▶ [Instructions for the task]: Word for word, restate all of the data shown below.

▽

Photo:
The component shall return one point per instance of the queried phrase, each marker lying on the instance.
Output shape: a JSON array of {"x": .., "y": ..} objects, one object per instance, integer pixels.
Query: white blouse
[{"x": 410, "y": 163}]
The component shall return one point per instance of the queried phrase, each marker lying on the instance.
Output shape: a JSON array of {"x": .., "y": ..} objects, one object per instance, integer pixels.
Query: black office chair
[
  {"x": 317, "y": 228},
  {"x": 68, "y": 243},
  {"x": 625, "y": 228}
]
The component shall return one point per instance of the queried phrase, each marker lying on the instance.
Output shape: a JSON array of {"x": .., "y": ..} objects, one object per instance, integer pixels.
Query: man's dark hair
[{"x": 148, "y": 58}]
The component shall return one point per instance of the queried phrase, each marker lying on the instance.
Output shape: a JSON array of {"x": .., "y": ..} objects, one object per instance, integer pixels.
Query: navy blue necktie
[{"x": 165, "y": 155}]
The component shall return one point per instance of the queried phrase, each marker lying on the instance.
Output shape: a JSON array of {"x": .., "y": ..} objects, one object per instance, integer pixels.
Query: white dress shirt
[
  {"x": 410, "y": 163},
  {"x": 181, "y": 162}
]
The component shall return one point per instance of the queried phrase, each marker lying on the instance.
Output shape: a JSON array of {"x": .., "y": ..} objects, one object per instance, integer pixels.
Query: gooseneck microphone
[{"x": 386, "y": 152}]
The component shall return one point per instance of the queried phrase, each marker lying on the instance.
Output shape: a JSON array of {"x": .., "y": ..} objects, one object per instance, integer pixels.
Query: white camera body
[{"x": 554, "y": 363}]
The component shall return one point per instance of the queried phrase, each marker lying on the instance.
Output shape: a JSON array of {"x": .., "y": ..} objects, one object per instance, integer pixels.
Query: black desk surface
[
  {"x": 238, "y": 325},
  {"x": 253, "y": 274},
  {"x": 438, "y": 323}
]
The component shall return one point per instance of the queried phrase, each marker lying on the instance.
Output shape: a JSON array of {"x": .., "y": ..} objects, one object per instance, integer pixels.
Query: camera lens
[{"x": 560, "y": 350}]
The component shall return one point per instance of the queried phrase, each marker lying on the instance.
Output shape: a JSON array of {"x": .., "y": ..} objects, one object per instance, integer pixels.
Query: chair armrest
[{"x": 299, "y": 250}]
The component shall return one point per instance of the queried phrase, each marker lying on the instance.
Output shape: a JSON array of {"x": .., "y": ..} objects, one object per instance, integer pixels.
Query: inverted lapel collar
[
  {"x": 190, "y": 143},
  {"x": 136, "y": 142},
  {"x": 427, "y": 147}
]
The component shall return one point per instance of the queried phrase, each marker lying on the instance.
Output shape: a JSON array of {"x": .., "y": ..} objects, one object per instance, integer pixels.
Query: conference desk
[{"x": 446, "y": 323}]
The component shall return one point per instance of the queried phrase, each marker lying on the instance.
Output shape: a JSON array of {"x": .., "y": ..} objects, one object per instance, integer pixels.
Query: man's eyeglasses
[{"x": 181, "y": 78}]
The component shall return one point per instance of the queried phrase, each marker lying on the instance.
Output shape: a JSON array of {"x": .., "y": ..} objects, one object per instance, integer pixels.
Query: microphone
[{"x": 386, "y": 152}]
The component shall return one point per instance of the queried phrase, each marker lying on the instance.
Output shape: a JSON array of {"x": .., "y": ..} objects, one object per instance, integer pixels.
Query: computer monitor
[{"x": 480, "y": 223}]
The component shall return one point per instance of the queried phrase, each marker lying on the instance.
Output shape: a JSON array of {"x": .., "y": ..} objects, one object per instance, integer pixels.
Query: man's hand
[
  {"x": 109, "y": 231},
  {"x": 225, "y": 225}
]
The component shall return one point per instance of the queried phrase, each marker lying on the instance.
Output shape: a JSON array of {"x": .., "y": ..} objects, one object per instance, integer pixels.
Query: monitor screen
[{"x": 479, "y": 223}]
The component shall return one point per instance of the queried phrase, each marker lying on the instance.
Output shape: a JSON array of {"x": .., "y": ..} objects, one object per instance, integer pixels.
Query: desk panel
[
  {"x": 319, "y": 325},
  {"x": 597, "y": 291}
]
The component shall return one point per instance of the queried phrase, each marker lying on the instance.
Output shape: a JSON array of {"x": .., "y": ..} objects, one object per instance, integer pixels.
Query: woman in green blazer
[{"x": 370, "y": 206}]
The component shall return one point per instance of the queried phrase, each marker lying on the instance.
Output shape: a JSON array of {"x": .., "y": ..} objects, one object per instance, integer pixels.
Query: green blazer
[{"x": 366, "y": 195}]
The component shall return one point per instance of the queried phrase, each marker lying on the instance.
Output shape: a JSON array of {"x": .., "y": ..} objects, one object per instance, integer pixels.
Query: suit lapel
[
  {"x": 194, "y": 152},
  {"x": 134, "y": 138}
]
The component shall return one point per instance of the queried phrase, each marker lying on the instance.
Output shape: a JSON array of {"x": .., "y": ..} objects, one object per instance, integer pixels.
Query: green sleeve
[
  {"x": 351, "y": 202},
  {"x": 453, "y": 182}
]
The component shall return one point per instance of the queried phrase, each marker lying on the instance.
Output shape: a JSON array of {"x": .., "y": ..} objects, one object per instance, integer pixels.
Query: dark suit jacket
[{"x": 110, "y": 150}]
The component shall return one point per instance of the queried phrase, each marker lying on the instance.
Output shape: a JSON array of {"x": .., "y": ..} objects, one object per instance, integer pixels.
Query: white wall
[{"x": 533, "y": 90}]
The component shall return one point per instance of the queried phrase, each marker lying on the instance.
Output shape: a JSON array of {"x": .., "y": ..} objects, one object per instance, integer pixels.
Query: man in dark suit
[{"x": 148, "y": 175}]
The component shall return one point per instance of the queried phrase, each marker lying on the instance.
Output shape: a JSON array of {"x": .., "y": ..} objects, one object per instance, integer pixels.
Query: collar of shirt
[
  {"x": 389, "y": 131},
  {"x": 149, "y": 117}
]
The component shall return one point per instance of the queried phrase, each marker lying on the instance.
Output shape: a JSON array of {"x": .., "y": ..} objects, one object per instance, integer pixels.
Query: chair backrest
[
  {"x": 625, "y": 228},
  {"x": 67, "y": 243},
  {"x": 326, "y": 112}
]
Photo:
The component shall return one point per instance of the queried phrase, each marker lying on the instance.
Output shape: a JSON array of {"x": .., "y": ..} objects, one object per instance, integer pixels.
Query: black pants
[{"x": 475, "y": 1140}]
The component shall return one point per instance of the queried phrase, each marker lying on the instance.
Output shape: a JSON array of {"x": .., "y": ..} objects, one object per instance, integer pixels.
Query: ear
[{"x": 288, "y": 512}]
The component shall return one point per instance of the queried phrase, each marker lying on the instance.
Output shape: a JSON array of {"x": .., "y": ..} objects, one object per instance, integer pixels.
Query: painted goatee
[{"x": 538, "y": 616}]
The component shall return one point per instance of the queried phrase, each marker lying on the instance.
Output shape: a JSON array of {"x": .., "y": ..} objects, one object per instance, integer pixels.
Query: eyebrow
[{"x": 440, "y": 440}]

△

▶ [The completed task]:
Photo:
The component shall return one point per instance of the queried phrase, each marker lying on the instance.
Output shape: a JSON array of {"x": .., "y": ..} objects, one object per instance, integer pixels.
Query: white blouse
[{"x": 410, "y": 163}]
The component shall return one point per instance of the queried phrase, each marker lying on the instance.
Output shape: a JSON array of {"x": .., "y": ..} objects, one object per instance, integer pixels.
Query: black office chair
[
  {"x": 317, "y": 228},
  {"x": 68, "y": 243},
  {"x": 625, "y": 228}
]
The component shall return one point per instance of the queried phrase, each marker lying on the instance.
Output shape: a JSON array of {"x": .., "y": ..} objects, one object per instance, integer pixels.
Query: man's dark hair
[{"x": 148, "y": 58}]
The component shall return one point per instance of the queried phrase, each marker lying on the instance.
Output shape: a JSON array of {"x": .., "y": ..} objects, one object per instance, integer pixels.
Query: navy blue necktie
[{"x": 165, "y": 155}]
The component shall return one point per instance of the queried phrase, each marker lying on the instance.
Output shape: a JSON array of {"x": .., "y": ..} objects, one object per instance, integer pixels.
Query: white dress shirt
[
  {"x": 410, "y": 163},
  {"x": 181, "y": 162}
]
The component shall return one point per instance of the queried phrase, each marker lying on the instance.
Output shape: a JSON array of {"x": .., "y": ..} objects, one object per instance, integer pixels.
Query: gooseneck microphone
[{"x": 386, "y": 152}]
The component shall return one point per instance of the queried phrase, each marker lying on the instance.
Output shape: a JSON array of {"x": .., "y": ..} objects, one object per instance, integer pixels.
Query: white camera body
[{"x": 554, "y": 363}]
The component shall return one point per instance of the queried phrase, each marker lying on the instance.
Output shape: a JSON array of {"x": .., "y": ..} objects, one object per instance, integer pixels.
Query: black desk surface
[
  {"x": 238, "y": 325},
  {"x": 253, "y": 274},
  {"x": 438, "y": 323}
]
The component shall return one point per instance of the queried phrase, each marker lying on the instance.
Output shape: a JSON array of {"x": .., "y": ..} objects, one object per instance, integer pixels.
Query: camera lens
[{"x": 560, "y": 350}]
The component shall return one point per instance of the queried phrase, each marker lying on the instance.
Output shape: a JSON array of {"x": .., "y": ..} objects, one object per instance, integer pixels.
Query: chair armrest
[{"x": 299, "y": 250}]
The component shall return one point per instance of the queried phrase, each marker lying on the instance.
Output shape: a JSON array of {"x": .., "y": ..} objects, one object per instance, integer pixels.
Query: inverted lapel collar
[
  {"x": 190, "y": 143},
  {"x": 136, "y": 142},
  {"x": 427, "y": 147}
]
The component shall return one point per instance of the queried phrase, each marker lying on the instance.
Output shape: a JSON array of {"x": .., "y": ..} objects, one object per instance, integer pixels.
Query: conference desk
[{"x": 446, "y": 323}]
The component shall return one point per instance of the queried phrase, each marker lying on the instance.
Output shape: a JSON array of {"x": .., "y": ..} objects, one object per instance, integer pixels.
Query: man's eyeglasses
[{"x": 181, "y": 78}]
The component shall return one point per instance of the queried phrase, each marker lying on the instance.
Output shape: a JSON array of {"x": .., "y": ..} objects, one object per instance, integer pixels.
Query: microphone
[{"x": 386, "y": 152}]
The component shall return one point per instance of the queried phrase, each marker lying on the instance.
Output shape: a JSON array of {"x": .., "y": ..} objects, one object per instance, integer pixels.
Query: computer monitor
[{"x": 480, "y": 223}]
The component shall return one point per instance of the queried phrase, each marker lying on the instance.
Output shape: a JSON array of {"x": .., "y": ..} objects, one object per instance, integer pixels.
Query: man's hand
[
  {"x": 109, "y": 231},
  {"x": 225, "y": 225}
]
The component shall return one point per instance of the queried phrase, each marker lying on the instance.
Output shape: a JSON array of {"x": .., "y": ..} objects, one object per instance, integer pixels.
Query: monitor screen
[{"x": 479, "y": 223}]
The component shall return one point per instance of the queried phrase, each marker lying on the instance.
Output shape: a JSON array of {"x": .., "y": ..} objects, one object per instance, integer pixels.
Query: desk panel
[
  {"x": 319, "y": 325},
  {"x": 597, "y": 291}
]
The component shall return one point per instance of the queried phrase, each marker lying on the instance.
Output shape: a JSON array of {"x": .., "y": ..} objects, one object per instance, integer pixels.
Query: woman in green blazer
[{"x": 370, "y": 206}]
The component shall return one point per instance of the queried phrase, each marker lying on the instance.
Output shape: a JSON array of {"x": .., "y": ..} objects, one object per instance, integer pixels.
Query: green blazer
[{"x": 366, "y": 195}]
The component shall return one point per instance of the queried phrase, each marker lying on the instance.
Output shape: a JSON array of {"x": .., "y": ..} objects, one object per instance, integer pixels.
Query: suit lapel
[
  {"x": 194, "y": 152},
  {"x": 134, "y": 138}
]
The component shall return one point per instance of the queried phrase, each marker lying on the instance.
Output shape: a JSON array of {"x": .., "y": ..} objects, one object per instance, integer pixels.
Query: green sleeve
[
  {"x": 351, "y": 202},
  {"x": 453, "y": 182}
]
The component shall return one point per instance of the queried phrase, each marker lying on the instance.
Output shape: a JSON array of {"x": .., "y": ..} objects, one object per instance, integer pixels.
Query: dark suit jacket
[{"x": 110, "y": 150}]
The component shall return one point per instance of the queried phrase, each marker lying on the instance.
Output shape: a JSON array of {"x": .., "y": ..} objects, one object per instance, integer pixels.
Query: white wall
[{"x": 533, "y": 90}]
The component shall return one point per instance of the queried phrase, each marker lying on the instance.
Output shape: a JSON array of {"x": .., "y": ..} objects, one object per instance, integer pixels.
Query: man in dark suit
[{"x": 148, "y": 175}]
The component shall return one point per instance of the queried phrase, each marker lying on the instance.
Output shape: a JSON array of {"x": .., "y": ..} objects, one object per instance, integer pixels.
Query: collar of shirt
[
  {"x": 389, "y": 131},
  {"x": 149, "y": 117}
]
The component shall return one point per instance of the queried phrase, each marker lying on the instance.
Output shape: a JSON array of {"x": .., "y": ..} objects, one object per instance, integer pixels.
Query: chair backrest
[
  {"x": 625, "y": 228},
  {"x": 67, "y": 243},
  {"x": 326, "y": 112}
]
Photo:
The component shall return one point per instance of the queried phrase, each marker lying on the instance.
Output shape: a JSON array of {"x": .., "y": ..} objects, one object per instance, integer pixels.
Query: black pants
[{"x": 475, "y": 1140}]
The component shall return one point per instance of the queried phrase, each marker lying on the instance.
Output shape: a JSON array of {"x": .., "y": ..} objects, one object per instance, integer pixels.
Query: ear
[{"x": 288, "y": 512}]
The component shall return one point per instance of the queried phrase, each marker lying on the instance.
Output shape: a JSON array of {"x": .., "y": ..} objects, one object per instance, integer pixels.
Query: painted goatee
[{"x": 538, "y": 616}]
The component shall return one point per instance of the queried phrase, each marker lying on the instance.
Output shape: a JSON array of {"x": .., "y": ..} objects, one object per instance, integer pixels.
Query: eyebrow
[{"x": 440, "y": 440}]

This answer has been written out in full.